----- Records for the task -----

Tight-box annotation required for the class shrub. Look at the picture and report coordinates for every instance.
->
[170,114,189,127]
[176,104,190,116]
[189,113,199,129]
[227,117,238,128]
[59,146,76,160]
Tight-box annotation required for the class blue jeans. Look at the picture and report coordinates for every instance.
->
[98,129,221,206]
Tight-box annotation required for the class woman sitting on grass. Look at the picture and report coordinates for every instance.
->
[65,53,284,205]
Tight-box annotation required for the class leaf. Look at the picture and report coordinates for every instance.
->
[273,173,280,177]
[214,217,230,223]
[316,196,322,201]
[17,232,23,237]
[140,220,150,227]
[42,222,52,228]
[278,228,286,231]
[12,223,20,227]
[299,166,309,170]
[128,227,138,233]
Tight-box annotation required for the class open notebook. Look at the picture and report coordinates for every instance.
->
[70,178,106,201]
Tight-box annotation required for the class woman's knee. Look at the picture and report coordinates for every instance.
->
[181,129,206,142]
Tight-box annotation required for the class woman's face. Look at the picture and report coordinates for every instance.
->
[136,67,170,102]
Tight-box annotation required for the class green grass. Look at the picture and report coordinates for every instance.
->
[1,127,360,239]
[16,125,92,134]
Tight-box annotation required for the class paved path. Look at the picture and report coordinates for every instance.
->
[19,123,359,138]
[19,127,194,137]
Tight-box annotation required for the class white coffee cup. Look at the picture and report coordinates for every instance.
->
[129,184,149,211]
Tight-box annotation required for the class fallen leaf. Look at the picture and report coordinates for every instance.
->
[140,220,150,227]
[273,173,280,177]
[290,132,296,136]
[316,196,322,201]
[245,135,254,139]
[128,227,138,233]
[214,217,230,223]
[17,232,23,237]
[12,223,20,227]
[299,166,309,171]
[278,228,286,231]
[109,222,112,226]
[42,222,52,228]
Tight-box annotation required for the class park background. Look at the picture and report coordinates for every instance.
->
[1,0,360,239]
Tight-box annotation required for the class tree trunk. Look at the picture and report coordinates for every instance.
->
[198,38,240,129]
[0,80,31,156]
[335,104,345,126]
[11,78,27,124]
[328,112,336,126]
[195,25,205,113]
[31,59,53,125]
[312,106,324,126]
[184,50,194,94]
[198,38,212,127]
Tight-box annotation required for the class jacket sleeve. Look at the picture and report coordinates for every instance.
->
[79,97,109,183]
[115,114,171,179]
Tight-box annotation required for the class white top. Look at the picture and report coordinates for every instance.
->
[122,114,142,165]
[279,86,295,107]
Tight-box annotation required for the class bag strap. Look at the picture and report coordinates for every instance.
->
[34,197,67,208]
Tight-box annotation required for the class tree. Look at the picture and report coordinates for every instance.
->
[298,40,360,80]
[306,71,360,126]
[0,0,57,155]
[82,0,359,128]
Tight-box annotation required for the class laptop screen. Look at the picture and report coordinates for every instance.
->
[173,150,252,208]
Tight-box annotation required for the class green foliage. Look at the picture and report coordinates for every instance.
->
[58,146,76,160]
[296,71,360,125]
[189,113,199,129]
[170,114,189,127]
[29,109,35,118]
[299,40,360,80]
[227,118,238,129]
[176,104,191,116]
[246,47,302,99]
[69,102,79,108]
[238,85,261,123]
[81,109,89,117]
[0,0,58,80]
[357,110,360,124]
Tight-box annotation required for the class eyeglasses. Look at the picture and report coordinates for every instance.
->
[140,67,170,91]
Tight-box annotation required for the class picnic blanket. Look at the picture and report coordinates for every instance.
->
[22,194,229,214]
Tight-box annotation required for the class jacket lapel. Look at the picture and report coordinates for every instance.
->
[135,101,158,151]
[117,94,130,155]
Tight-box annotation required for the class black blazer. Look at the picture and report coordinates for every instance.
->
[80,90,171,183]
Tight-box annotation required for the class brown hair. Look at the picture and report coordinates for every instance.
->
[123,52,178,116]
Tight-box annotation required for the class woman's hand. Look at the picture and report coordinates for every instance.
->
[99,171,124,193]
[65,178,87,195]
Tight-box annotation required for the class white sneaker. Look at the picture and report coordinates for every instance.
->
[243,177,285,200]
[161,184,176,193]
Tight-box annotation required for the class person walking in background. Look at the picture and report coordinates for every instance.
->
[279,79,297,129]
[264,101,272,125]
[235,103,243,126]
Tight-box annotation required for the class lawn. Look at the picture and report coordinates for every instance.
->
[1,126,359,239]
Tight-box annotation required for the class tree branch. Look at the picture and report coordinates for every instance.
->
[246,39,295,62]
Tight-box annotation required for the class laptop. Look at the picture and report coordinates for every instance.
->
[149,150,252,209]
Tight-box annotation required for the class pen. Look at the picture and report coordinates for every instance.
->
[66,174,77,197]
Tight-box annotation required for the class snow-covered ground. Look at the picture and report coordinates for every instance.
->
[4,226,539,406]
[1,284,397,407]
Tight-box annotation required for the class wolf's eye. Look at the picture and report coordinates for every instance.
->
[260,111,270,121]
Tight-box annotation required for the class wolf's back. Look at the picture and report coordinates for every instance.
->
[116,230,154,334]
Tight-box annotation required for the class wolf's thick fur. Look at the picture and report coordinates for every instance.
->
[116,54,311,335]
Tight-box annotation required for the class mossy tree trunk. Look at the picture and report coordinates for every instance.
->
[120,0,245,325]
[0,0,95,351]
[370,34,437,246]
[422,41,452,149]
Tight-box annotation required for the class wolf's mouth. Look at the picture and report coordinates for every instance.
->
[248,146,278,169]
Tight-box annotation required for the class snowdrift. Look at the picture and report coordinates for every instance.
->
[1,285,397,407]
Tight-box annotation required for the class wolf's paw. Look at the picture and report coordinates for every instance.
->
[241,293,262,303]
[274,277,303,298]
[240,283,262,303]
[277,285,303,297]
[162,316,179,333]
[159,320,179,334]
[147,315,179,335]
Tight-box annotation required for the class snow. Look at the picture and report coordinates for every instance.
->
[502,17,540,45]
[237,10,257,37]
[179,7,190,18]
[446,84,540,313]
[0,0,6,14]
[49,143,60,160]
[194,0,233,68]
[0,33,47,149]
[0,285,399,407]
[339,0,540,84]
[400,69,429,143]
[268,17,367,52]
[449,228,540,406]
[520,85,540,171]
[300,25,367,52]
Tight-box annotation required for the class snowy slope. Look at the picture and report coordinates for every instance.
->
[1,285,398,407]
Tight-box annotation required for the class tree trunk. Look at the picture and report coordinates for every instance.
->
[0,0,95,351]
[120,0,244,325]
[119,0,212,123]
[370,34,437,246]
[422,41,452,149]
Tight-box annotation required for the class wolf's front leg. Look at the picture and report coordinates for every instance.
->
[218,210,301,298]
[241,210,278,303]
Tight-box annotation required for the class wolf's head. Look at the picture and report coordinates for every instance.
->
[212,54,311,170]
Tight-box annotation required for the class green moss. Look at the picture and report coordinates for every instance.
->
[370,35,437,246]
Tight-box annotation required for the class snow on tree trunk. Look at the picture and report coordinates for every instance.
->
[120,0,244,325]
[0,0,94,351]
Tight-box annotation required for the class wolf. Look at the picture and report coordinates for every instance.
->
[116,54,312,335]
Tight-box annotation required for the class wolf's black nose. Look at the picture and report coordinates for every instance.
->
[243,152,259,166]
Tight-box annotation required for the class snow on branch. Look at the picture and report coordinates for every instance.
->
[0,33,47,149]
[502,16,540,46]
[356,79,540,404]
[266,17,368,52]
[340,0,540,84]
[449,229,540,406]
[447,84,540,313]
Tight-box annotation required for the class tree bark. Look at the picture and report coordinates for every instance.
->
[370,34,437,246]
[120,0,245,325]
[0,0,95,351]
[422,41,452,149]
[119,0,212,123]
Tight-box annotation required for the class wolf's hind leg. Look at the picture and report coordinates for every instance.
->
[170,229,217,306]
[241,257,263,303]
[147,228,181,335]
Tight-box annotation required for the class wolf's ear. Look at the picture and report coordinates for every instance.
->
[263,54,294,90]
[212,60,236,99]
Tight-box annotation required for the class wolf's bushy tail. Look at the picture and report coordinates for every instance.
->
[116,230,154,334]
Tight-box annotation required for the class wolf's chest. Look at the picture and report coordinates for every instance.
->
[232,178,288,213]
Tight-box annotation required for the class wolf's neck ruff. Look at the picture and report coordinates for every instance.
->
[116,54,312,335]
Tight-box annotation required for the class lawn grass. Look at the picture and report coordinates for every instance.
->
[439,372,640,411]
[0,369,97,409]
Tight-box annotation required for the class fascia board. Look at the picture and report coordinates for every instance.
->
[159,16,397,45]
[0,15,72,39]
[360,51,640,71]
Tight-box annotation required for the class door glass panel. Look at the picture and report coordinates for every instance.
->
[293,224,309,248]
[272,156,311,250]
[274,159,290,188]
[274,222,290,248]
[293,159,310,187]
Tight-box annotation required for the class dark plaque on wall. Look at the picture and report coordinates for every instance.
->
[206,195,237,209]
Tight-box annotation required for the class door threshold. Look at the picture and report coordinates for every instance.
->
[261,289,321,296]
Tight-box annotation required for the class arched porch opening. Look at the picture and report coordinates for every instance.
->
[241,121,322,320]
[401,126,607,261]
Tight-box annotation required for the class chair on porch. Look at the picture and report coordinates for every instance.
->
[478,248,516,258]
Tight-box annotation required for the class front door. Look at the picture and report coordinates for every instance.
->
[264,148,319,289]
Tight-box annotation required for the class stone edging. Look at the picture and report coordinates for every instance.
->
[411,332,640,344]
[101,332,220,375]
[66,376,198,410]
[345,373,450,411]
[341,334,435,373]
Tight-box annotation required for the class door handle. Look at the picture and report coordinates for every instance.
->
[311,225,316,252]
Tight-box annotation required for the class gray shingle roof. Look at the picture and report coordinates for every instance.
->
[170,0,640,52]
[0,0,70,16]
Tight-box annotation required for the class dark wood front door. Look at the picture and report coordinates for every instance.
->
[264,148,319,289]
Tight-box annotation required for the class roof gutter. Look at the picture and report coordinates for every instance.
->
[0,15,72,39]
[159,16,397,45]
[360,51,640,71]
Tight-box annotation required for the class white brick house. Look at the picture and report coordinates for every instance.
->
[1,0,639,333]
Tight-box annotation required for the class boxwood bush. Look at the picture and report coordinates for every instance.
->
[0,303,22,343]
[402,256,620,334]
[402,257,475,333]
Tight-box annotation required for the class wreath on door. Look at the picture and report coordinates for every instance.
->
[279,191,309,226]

-----

= Problem description =
Check each line of the entries above for the word "dark". List the ones that have it.

= Response below =
Tight-box annotation required for the class dark plaque on wall. Look at the picture and report coordinates for every instance.
Tight-box annotation required for the class dark wood front door. Look at the picture and report coordinates for every instance.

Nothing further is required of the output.